Lista de exercícios:
1) Transcreva, sem nenhuma alteração, o trecho do texto sobre o gasoduto Gasene que começa nas palavras que contêm "reproduzida numa auditoria" e termina em "presidente da empresa.".
2) Como você continuaria o texto sobre o gasoduto Gasene a partir da última frase apresentada?

Texto fornecido:

Auditoria
apontou que obra teve custos superfaturados em mais de 1.800%
BRASÍLIA— A
Petrobras criou "empresas de papel" para construir e operar a rede de
gasodutos Gasene, conforme constatação da Agência Nacional de Petróleo (ANP)
reproduzida numa auditoria sigilosa do Tribunal de Contas da União (TCU). O
trecho do empreendimento que fica na Bahia - e, de acordo com técnicos do
tribunal, teve os custos superfaturados em mais de 1.800% - foi inaugurado com
pompa em 26 de março de 2010 pelo governo federal. Oito dias depois, a então
ministra-chefe da Casa Civil, Dilma Rousseff, deixou o governo para se
candidatar à Presidência da República. Ela foi à festa de inauguração em
Itabuna (BA) com o então presidente Luiz Inácio Lula da Silva, o presidente da
Petrobras na época, José Sérgio Gabrielli, e a então diretora de Gás e Energia
da estatal, Graças Foster, atual presidente da empresa.
Auditores do TCU constataram
que a ANP autorizou a construção e a operação do gasoduto sem analisar os
documentos das empresas e sem avaliar se o projeto era adequado. A agência
reguladora pediu uma cópia do contrato de operação e manutenção do trecho entre
Cacimbas (ES) e Catu (BA) em 4 de março de 2010, conforme ofício anexado ao
processo que tramitou na ANP. Não houve exame do contrato, "repetindo o
mero check listpromovido na fase de autorização para a construção",
escreveram os auditores. Três semanas depois, Lula e Dilma inauguravam o
trecho, hoje em operação.

Dados extraídos:
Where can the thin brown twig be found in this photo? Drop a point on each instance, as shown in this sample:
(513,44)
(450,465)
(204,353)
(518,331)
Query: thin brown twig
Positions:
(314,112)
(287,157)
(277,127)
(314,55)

Respostas dos exercícios:
1)
reproduzida numa auditoria sigilosa do Tribunal de Contas da União (TCU). O
trecho do empreendimento que fica na Bahia - e, de acordo com técnicos do
tribunal, teve os custos superfaturados em mais de 1.800% - foi inaugurado com
pompa em 26 de março de 2010 pelo governo federal. Oito dias depois, a então
ministra-chefe da Casa Civil, Dilma Rousseff, deixou o governo para se
candidatar à Presidência da República. Ela foi à festa de inauguração em
Itabuna (BA) com o então presidente Luiz Inácio Lula da Silva, o presidente da
Petrobras na época, José Sérgio Gabrielli, e a então diretora de Gás e Energia
da estatal, Graças Foster, atual presidente da empresa.

2)
Documentos
revelam como as empresas criadas para a construção da rede de gasodutos - uma
engenharia financeira para dar aspecto de empreendimento privado ao negócio -
tinham características de fachada. Um contrato de prestação de serviços foi
assinado em maio de 2005 entre a Transportadora Gasene S.A., constituída pela
Petrobras para tocar as obras, e a Domínio Assessores Ltda., um escritório de
contabilidade no Rio. As duas empresas aparecem no contrato com o mesmo
endereço: Rua São Bento, no quinto andar de um prédio no Centro. O próprio
contrato menciona que o escritório de contabilidade "concordou em fornecer
à contratante um endereço para abrigar sua sede".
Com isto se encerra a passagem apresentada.